→ **Provided passage**
Various articles of manufacture that store instructions (and, optionally, data) executable by a computing system to implement techniques disclosed herein are also contemplated. These articles of manufacture include non-transitory computer-readable memory media. The contemplated non-transitory computer-readable memory media include portions of a memory subsystem of a computing device as well as storage media or memory media such as magnetic media (e.g., disk) or optical media (e.g., CD, DVD, and related technologies, etc.). The non-transitory computer-readable media may be either volatile or nonvolatile memory.

This disclosure includes references to “one embodiment,” “a particular embodiment,” “some embodiments,” “various embodiments,” “an embodiment,” etc. The appearances of these phrases do not necessarily refer to the same embodiment. Particular features, structures, or characteristics may be combined in any suitable manner consistent with this disclosure.

Within this disclosure, different entities (which may variously be referred to as “units,” “circuits,” other components, etc.) may be described or claimed as “configured” to perform one or more tasks or operations. This formulation—[entity] configured to [perform one or more tasks]—is used herein to refer to structure (i.e., something physical, such as an electronic circuit). More specifically, this formulation is used to indicate that this structure is arranged to perform the one or more tasks during operation. A structure can be said to be “configured to” perform some task even if the structure is not currently being operated. For example, a “filter configured to process sensor data” is intended to cover, for example, equipment that has a module or circuitry that performs this function during operation, even if the circuitry in question is not currently being used (e.g., a power supply is not connected to it). Thus, an entity described or recited as “configured to” perform some task refers to something physical, such as a device, circuit, memory storing program instructions executable to implement the task, etc. This phrase is not used herein to refer to something intangible. The term “configured to” is not intended to mean “configurable to.” An unprogrammed FPGA, for example, would not be considered to be “configured to” perform some specific function, although it may be “configurable to” perform that function after programming.

→ **Work to be completed**
Please go on with the patent disclosure text from the point where it stops, before the outline items.

Outline records
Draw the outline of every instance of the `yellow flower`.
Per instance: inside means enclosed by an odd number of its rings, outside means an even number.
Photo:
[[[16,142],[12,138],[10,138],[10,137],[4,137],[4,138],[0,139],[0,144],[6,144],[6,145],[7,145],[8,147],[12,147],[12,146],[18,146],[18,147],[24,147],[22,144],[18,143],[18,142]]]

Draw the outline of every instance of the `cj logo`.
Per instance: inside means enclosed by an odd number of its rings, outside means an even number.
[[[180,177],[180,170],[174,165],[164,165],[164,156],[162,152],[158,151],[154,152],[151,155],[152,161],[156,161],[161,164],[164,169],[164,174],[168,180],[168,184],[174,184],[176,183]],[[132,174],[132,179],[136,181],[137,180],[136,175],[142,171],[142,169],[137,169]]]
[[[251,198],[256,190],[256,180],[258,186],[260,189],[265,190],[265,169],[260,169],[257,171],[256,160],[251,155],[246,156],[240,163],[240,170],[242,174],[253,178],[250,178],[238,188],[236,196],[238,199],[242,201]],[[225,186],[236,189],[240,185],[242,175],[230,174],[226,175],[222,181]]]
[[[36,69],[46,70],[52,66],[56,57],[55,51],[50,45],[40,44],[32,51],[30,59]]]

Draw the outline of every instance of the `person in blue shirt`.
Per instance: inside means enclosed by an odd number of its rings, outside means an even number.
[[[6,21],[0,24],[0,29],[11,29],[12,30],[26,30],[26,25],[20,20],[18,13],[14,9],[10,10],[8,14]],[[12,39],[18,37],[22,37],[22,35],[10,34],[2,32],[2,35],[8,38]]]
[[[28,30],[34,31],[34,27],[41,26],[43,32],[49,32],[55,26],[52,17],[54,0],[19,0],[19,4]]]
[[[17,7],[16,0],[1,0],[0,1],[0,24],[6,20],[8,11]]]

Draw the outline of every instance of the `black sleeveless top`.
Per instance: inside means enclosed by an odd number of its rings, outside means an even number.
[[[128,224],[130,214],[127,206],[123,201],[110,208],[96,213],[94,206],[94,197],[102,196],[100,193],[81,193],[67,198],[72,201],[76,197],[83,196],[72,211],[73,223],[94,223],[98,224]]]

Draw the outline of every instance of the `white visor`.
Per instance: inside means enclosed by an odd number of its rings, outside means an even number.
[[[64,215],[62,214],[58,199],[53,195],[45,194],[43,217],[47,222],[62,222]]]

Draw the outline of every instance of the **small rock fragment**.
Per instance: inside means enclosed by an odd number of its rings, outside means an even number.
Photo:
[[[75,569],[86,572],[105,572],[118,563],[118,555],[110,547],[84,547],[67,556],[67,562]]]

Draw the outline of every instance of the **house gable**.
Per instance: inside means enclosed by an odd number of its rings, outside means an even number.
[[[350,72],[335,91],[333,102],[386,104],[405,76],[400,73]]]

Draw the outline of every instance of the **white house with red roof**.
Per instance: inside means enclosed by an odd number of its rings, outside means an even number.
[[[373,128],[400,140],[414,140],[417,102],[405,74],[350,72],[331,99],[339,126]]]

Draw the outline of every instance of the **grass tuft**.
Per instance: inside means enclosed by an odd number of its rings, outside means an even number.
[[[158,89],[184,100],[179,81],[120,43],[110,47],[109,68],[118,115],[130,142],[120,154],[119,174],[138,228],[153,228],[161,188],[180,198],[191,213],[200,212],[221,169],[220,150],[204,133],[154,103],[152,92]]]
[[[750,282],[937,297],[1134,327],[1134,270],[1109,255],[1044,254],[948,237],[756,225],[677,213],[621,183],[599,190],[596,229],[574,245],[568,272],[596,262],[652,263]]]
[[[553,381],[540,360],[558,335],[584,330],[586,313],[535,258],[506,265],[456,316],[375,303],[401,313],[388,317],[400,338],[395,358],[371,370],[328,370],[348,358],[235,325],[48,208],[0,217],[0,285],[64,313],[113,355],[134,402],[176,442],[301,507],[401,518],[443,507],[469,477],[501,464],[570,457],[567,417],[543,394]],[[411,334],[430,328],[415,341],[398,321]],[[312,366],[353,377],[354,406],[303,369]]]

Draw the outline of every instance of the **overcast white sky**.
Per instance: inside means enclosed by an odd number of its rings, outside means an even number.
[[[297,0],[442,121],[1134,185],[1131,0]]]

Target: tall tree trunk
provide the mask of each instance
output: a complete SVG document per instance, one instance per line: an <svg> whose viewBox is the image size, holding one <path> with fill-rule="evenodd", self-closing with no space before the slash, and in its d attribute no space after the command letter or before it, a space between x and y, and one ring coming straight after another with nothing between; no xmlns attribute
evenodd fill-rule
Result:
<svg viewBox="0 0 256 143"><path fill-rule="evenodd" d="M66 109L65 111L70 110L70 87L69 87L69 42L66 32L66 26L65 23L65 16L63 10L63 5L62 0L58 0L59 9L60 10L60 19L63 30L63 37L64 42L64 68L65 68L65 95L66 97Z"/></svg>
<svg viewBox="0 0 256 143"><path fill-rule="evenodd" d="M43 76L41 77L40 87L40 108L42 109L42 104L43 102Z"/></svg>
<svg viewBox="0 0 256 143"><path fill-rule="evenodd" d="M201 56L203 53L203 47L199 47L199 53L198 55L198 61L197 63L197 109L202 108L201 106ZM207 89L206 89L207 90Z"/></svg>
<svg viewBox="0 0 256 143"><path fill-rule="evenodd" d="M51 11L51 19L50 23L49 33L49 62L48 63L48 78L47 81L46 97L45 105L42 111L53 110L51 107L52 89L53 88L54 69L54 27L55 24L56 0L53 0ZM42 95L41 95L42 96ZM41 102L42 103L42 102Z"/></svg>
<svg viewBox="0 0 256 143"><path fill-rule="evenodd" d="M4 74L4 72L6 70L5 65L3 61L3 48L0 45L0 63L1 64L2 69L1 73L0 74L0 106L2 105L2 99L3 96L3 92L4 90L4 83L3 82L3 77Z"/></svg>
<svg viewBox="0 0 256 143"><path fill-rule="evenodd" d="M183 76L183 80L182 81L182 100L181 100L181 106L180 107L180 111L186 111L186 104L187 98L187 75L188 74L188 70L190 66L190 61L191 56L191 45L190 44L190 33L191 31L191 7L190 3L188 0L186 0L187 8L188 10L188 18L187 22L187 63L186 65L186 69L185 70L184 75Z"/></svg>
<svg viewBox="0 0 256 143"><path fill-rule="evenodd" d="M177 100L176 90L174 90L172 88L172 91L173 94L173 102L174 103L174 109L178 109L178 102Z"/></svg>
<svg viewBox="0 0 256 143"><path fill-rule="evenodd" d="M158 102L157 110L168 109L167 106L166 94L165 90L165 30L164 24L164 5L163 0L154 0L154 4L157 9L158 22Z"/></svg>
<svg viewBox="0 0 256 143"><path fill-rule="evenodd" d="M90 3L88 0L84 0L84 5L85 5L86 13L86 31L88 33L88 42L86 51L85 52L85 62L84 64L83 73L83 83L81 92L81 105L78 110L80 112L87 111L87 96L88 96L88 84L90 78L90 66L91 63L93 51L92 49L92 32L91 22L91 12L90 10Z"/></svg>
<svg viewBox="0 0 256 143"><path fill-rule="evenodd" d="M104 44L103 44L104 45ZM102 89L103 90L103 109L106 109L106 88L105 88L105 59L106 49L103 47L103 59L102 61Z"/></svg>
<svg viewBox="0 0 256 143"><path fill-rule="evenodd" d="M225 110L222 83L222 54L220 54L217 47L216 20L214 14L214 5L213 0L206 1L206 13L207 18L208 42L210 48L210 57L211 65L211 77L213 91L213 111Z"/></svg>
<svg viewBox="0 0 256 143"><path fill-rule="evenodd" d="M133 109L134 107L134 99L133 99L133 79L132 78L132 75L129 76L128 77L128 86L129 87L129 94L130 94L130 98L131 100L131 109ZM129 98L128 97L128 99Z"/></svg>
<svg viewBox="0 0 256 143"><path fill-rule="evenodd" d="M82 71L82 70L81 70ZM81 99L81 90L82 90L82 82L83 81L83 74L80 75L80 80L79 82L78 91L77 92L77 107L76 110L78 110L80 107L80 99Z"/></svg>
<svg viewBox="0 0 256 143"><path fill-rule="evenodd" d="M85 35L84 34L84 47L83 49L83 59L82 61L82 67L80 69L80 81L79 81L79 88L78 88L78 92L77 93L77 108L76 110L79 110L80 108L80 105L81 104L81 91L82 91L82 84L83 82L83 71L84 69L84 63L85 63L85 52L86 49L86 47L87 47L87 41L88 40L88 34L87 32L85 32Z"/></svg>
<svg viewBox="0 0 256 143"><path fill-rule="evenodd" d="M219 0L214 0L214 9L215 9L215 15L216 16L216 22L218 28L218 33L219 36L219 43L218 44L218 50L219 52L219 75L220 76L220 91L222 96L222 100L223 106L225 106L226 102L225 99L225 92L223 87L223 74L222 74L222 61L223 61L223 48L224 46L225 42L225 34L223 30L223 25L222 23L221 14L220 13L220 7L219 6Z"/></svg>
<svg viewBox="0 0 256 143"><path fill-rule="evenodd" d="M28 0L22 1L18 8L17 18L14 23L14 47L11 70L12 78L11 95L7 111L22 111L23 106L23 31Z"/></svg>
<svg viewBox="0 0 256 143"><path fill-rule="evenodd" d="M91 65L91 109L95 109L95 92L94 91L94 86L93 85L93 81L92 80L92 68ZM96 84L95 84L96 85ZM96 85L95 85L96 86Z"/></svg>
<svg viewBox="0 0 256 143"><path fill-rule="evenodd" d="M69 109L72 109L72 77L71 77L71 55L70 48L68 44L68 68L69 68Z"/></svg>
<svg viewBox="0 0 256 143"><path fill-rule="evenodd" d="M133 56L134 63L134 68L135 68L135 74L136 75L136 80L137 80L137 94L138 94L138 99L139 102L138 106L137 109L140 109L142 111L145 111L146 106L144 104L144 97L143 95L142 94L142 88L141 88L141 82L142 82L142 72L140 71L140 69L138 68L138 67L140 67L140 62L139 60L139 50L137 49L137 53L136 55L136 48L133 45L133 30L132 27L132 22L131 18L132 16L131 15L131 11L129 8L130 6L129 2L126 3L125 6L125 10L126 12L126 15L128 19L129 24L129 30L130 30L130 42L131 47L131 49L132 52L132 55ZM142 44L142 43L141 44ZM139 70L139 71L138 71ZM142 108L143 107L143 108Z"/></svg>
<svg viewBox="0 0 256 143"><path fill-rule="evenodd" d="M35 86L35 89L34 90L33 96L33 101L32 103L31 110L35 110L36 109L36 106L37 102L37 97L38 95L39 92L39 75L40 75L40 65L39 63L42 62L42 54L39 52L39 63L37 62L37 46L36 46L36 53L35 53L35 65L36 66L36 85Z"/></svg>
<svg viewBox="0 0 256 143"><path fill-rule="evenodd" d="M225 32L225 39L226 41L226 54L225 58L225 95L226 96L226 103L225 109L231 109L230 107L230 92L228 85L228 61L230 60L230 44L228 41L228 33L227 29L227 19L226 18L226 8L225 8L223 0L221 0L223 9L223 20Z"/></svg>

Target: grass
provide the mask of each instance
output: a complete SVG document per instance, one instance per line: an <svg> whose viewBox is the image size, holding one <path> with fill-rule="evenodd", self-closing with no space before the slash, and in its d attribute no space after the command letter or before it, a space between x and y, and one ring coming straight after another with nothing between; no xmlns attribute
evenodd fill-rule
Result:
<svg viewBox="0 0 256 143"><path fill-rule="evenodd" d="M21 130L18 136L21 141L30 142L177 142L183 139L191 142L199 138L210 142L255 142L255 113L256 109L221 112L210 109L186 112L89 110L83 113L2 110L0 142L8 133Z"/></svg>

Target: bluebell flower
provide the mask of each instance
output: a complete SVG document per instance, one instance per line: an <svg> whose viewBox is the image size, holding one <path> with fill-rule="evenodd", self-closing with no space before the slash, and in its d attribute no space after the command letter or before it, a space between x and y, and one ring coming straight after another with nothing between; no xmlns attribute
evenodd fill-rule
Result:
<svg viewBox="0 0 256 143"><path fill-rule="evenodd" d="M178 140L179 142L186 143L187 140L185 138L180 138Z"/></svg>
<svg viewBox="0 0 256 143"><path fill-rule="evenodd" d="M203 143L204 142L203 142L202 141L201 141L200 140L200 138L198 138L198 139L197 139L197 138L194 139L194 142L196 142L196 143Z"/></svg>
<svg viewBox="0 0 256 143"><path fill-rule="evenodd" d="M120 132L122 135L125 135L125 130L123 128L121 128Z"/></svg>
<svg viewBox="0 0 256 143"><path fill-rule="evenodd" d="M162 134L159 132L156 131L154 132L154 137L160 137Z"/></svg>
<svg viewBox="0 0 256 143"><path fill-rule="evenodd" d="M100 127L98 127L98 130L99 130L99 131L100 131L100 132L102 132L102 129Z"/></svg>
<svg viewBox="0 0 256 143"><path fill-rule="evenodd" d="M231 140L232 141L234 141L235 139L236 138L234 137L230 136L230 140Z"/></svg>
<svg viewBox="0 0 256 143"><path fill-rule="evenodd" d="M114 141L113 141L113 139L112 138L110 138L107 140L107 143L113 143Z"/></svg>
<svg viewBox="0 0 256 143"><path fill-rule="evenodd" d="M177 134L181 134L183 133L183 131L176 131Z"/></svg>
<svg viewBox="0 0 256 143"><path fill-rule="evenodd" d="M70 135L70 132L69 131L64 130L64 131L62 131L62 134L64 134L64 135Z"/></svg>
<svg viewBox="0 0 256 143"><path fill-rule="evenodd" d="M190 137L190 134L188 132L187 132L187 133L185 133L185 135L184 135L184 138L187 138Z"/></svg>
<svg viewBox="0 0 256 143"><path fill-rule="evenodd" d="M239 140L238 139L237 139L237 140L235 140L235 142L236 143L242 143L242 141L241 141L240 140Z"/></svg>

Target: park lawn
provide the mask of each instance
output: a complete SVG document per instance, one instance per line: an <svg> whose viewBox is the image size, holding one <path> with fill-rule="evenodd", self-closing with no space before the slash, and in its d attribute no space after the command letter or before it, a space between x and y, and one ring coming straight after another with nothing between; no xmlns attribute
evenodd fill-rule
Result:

→ **Exercise response**
Reciting in the appended claims that a structure is “configured to” perform one or more tasks is expressly intended not to invoke 35 U.S.C. § 112(f) for that claim element. Accordingly, none of the claims in this application as filed are intended to be interpreted as having means-plus-function elements. Should Applicant wish to invoke Section 112(f) during prosecution, it will recite claim elements using the “means for” [performing a function] construct.

It is to be understood that the present disclosure is not limited to particular devices or methods, which may, of course, vary. It is also to be understood that the terminology used herein is for the purpose of describing particular embodiments only, and is not intended to be limiting. As used herein, the singular forms “a”, “an”, and “the” include singular and plural referents unless the context clearly dictates otherwise. Furthermore, the words “can” and “may” are used throughout this application in a permissive sense (i.e., having the potential to, being able to), not in a mandatory sense (i.e., must). The term “include,” “comprise,” and derivations thereof, mean “including, but not limited to.” The term “coupled” means directly or indirectly connected.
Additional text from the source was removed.